→ PROVIDED RECORDS
<<<<
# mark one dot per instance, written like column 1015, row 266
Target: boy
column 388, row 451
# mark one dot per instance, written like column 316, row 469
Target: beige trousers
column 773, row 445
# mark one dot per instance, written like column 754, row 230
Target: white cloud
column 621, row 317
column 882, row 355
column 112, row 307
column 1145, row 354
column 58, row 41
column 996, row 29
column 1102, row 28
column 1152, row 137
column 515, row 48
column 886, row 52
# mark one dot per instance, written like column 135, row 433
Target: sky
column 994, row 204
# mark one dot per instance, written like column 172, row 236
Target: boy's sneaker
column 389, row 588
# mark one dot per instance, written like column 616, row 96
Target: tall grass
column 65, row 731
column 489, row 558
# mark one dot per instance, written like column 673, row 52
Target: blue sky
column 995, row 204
>>>>
→ BRIEF
Scan the entries above for the line containing "Target: white cloud", and copy it and all lines after it exactly, down to and including the line containing "# mark one dot per instance, written like column 172, row".

→ EXERCISE RESULT
Target: white cloud
column 621, row 317
column 882, row 355
column 112, row 307
column 1145, row 354
column 58, row 41
column 996, row 29
column 1102, row 28
column 1152, row 137
column 515, row 48
column 886, row 52
# mark one dot per instance, written like column 135, row 433
Target: sky
column 994, row 204
# mark one dot per instance, written like column 172, row 236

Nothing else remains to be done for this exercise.